=== PROBLEM TO SOLVE ===
Your answer must be an exact copy of the entries below, with every picture removed.

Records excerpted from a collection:
· · ·

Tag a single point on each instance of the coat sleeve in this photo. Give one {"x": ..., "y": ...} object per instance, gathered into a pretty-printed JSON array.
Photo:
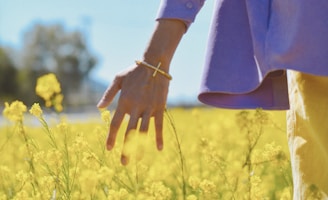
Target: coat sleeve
[{"x": 185, "y": 10}]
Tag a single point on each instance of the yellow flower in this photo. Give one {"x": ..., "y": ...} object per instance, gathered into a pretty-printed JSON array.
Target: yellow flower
[
  {"x": 192, "y": 197},
  {"x": 194, "y": 182},
  {"x": 36, "y": 110},
  {"x": 14, "y": 111},
  {"x": 207, "y": 186},
  {"x": 159, "y": 191},
  {"x": 58, "y": 99},
  {"x": 47, "y": 85}
]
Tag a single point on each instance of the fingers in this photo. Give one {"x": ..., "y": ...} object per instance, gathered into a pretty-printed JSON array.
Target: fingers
[
  {"x": 145, "y": 122},
  {"x": 114, "y": 127},
  {"x": 133, "y": 123},
  {"x": 110, "y": 93},
  {"x": 159, "y": 129}
]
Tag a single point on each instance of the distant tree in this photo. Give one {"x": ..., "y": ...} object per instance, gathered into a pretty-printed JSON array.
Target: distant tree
[
  {"x": 51, "y": 48},
  {"x": 8, "y": 77}
]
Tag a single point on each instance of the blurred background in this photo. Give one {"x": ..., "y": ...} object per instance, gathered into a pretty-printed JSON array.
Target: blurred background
[{"x": 85, "y": 43}]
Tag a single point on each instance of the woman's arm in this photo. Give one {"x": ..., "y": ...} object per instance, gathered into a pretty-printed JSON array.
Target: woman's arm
[{"x": 142, "y": 95}]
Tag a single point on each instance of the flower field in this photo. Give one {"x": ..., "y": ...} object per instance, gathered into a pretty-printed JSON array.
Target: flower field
[{"x": 208, "y": 154}]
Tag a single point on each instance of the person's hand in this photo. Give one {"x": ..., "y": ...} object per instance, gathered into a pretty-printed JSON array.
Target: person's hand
[{"x": 142, "y": 97}]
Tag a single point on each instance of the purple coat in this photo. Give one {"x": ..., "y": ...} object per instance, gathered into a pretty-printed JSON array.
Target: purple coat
[{"x": 251, "y": 45}]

· · ·

=== REPLY TO THE TASK ===
Tag a single point on each instance of the coat sleeve in this photo. Give one {"x": ..., "y": ...} object per instance, gathered into a pretty-printed JSON array.
Photo:
Target: coat sleeve
[{"x": 185, "y": 10}]
Tag a single point on each instance of the yellow flower in this photo. Give one {"x": ..., "y": ...} object per instance, gathered into a pretty-printed JSON array.
Target: yellow flower
[
  {"x": 192, "y": 197},
  {"x": 194, "y": 182},
  {"x": 36, "y": 110},
  {"x": 14, "y": 111},
  {"x": 207, "y": 186},
  {"x": 159, "y": 191},
  {"x": 58, "y": 99},
  {"x": 47, "y": 85}
]
Tag a single point on each instance of the fingers in this photo. Give one {"x": ..., "y": ...} object per instance, gathered into a pretty-printed JSON array.
Target: fingers
[
  {"x": 145, "y": 122},
  {"x": 114, "y": 127},
  {"x": 133, "y": 123},
  {"x": 110, "y": 93},
  {"x": 159, "y": 129}
]
Tag a single point on each instance of the distant tree in this photo. Give one {"x": ..., "y": ...} object per instance, gathered into a pretty-printed JSON array.
Target: distant tree
[
  {"x": 51, "y": 48},
  {"x": 8, "y": 77}
]
Tag a single point on each instance of the blurred background in this photo. Give one {"x": ..., "y": ...} object per instance, gathered into a pretty-printed JSON array.
Target: blurred background
[{"x": 85, "y": 43}]
Tag a single point on each instance of the woman's arm in this photo. Give one {"x": ..., "y": ...} object per instance, gathered into a pretty-printed JSON array.
Target: woman's arm
[{"x": 142, "y": 95}]
Tag a single point on each instance of the flower field in this photo. Give one {"x": ..., "y": ...} object per instance, gathered into a pretty-printed JSON array.
Target: flower field
[{"x": 208, "y": 154}]
Tag a single point on each instance of the person's hand in this photo. Give one {"x": ..., "y": ...} object per instance, gathered into a pretty-printed JSON array.
Target: person's hand
[{"x": 142, "y": 97}]
Tag a single point on each instance of the purple coat in this photo. Give one {"x": ..., "y": ...} object per instance, gathered into a pretty-printed JSON array.
Target: purple coat
[{"x": 251, "y": 45}]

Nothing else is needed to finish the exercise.